• **Schriftliche Aufgabe 1**: Fasse den Text über die Matinee in Grafenegg unten in zwei Sätzen zusammen.

• **Ausgangstext**:
-------

Barockarien und Kammermusik der Spätrenaissance in feudaler Kulisse des Schlossparks – „Klang trifft Kulisse“ – so verspricht es das Grafenegg Festival. Und tatsächlich, wenn man vor dem Konzert durch den gepflegten und weitläufigen Park des Grafenegger Schlosses flaniert, um sich auf das Konzert einzustimmen, kann man sich kaum ein eleganteres Vorspiel für diese Matinee vorstellen.

Joyce DiDonato
© Simon Pauly

Das 2012 gegründete italienische Ensemble Il pomo d'Oro (benannt nach der gleichnamigen Oper von Antonio Cesti) hat sich der historisch informierten Aufführungspraxis verschrieben und spezialisiert sich auf Barockmusik. Ihr Chefdirigent Maxim Emelyanychev führte auch bei diesem Konzert sein Orchester an und saß zugleich am Cembalo. Neben zahlreichen CD-Einspielungen und internationalen Auftritten, spielen Il pomo d'Oro immer wieder mit den bekanntesten und profiliertesten Opern*sängerinnen. So auch bei diesem Matineekonzert in Grafenegg, bei dem sie nicht nur eine begleitende Funktion für Joyce DiDonato innehatten, sondern auch Instrumentalmusik aus bekannten und weniger bekannten Barockopern aufführten.

-------

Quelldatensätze
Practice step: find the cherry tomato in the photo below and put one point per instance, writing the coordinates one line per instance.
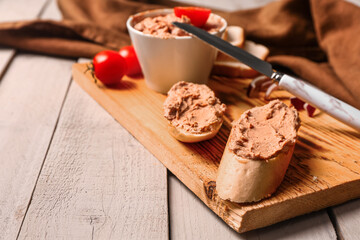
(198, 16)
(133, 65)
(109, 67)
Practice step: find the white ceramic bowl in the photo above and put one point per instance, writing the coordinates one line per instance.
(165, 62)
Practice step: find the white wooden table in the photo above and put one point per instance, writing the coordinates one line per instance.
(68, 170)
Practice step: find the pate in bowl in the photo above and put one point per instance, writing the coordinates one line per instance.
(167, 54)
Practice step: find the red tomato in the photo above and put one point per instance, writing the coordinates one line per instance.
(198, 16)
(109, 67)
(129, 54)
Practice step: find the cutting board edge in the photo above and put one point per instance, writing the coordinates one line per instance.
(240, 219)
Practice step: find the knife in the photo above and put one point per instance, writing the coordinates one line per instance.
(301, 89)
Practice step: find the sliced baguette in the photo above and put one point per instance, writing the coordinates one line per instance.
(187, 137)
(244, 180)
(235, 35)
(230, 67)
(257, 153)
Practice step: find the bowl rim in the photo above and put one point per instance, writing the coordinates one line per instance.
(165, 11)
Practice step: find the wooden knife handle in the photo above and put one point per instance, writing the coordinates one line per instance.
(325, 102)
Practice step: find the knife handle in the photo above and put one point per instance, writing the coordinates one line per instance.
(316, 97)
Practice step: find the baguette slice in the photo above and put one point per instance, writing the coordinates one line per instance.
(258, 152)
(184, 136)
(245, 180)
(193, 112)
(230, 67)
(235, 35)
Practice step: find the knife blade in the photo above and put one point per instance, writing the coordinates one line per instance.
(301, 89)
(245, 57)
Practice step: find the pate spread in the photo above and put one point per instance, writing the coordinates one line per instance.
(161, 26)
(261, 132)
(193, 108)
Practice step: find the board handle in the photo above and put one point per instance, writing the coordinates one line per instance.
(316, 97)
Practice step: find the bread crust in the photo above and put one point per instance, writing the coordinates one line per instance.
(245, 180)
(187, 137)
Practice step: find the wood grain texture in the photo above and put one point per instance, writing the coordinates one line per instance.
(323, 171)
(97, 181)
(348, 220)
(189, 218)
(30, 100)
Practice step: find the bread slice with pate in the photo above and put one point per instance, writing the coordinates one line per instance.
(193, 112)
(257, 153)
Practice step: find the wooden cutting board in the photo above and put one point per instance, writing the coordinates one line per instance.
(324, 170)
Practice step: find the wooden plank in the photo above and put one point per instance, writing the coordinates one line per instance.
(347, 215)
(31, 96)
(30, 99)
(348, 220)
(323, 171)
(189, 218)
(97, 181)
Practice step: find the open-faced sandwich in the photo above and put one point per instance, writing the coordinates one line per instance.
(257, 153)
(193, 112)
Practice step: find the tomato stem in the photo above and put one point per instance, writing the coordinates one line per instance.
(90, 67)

-------

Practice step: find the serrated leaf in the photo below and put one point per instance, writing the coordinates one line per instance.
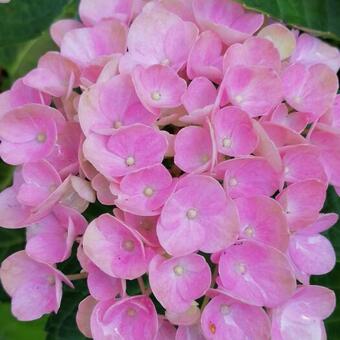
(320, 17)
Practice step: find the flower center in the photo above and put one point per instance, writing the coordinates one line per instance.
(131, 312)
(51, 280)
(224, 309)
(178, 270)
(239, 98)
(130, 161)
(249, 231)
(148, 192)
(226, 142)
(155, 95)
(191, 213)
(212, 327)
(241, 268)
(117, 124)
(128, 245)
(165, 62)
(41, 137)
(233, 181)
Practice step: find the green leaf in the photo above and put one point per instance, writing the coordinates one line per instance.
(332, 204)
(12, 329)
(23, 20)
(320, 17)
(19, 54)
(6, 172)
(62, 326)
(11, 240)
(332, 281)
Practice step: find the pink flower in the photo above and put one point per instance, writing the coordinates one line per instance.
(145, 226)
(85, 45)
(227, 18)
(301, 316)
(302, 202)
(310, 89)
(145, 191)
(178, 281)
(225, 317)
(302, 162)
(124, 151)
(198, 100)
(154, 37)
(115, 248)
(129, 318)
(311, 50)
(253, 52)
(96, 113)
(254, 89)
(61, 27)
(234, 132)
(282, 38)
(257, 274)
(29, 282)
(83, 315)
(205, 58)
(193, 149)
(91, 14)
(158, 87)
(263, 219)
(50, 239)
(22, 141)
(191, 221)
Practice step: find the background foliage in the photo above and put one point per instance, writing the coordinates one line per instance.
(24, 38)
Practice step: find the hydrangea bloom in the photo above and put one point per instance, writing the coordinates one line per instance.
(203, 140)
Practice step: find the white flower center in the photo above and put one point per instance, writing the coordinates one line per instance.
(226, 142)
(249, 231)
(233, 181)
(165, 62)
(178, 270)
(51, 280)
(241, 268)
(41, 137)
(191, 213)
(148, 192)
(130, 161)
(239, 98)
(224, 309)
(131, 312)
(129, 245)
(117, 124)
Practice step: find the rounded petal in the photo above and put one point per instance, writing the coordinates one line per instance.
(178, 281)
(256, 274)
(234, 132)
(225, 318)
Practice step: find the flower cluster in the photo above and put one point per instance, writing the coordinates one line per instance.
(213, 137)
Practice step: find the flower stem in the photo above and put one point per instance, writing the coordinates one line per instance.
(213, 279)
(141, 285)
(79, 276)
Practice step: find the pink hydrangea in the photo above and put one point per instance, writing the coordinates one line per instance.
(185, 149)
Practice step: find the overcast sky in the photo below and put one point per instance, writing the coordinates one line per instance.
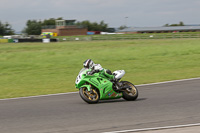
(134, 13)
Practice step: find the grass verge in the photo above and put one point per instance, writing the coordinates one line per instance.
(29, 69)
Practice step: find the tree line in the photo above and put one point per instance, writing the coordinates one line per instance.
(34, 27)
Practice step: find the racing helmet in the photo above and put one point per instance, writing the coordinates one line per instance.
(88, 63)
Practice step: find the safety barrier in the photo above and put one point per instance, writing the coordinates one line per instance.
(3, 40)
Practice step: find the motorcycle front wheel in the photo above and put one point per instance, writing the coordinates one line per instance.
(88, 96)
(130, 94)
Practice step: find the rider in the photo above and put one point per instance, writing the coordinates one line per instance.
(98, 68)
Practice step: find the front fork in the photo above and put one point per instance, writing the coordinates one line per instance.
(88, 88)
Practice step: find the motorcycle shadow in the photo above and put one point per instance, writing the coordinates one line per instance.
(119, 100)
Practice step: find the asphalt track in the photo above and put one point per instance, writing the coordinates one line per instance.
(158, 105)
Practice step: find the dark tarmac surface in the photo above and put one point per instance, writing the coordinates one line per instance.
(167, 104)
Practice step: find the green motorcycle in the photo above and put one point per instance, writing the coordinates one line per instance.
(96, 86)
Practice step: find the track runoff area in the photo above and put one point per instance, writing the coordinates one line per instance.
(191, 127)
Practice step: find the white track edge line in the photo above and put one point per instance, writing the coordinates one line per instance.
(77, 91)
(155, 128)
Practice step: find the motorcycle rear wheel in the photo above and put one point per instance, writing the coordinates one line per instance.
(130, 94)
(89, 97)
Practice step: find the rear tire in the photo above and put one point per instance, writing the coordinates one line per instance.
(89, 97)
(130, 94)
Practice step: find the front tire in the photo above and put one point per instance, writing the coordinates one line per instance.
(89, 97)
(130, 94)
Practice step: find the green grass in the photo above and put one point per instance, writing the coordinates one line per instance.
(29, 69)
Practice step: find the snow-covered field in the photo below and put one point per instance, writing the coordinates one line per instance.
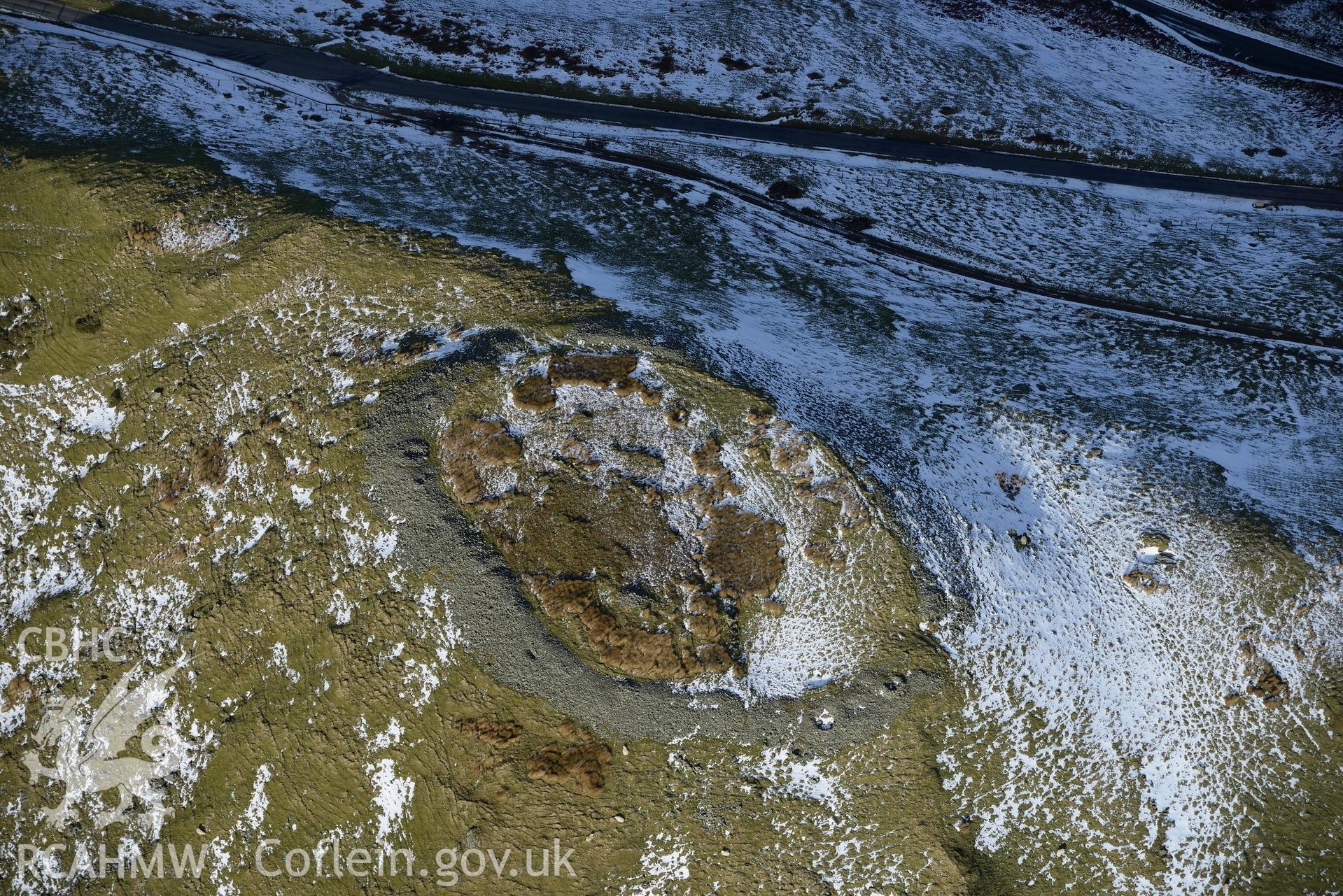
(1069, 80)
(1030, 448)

-------

• **Schriftliche Aufgabe 2**: Extrahiere bitte aus den Datensätzen oben jede Zeile, die das Wort „green“ enthält.

• **Lösung der Aufgabe 1**: Das Grafenegg Festival verspricht Barockarien und Kammermusik der Spätrenaissance vor der Kulisse des Schlossparks, und ein Spaziergang durch den weitläufigen Park bietet ein kaum zu übertreffendes, elegantes Vorspiel zur Matinee. Das 2012 gegründete, auf Barockmusik spezialisierte Ensemble Il pomo d'Oro spielte unter seinem Chefdirigenten Maxim Emelyanychev, der zugleich am Cembalo saß, begleitete Joyce DiDonato und führte außerdem Instrumentalmusik aus bekannten und weniger bekannten Barockopern auf.

• **Lösung der Aufgabe 2**:
Practice step: find the green leaf in the photo above and put one point per instance, writing the coordinates one line per instance.
Practice step: find the green motorcycle in the photo above and put one point per instance, writing the coordinates one line per instance.
Practice step: find the green grass in the photo above and put one point per instance, writing the coordinates one line per instance.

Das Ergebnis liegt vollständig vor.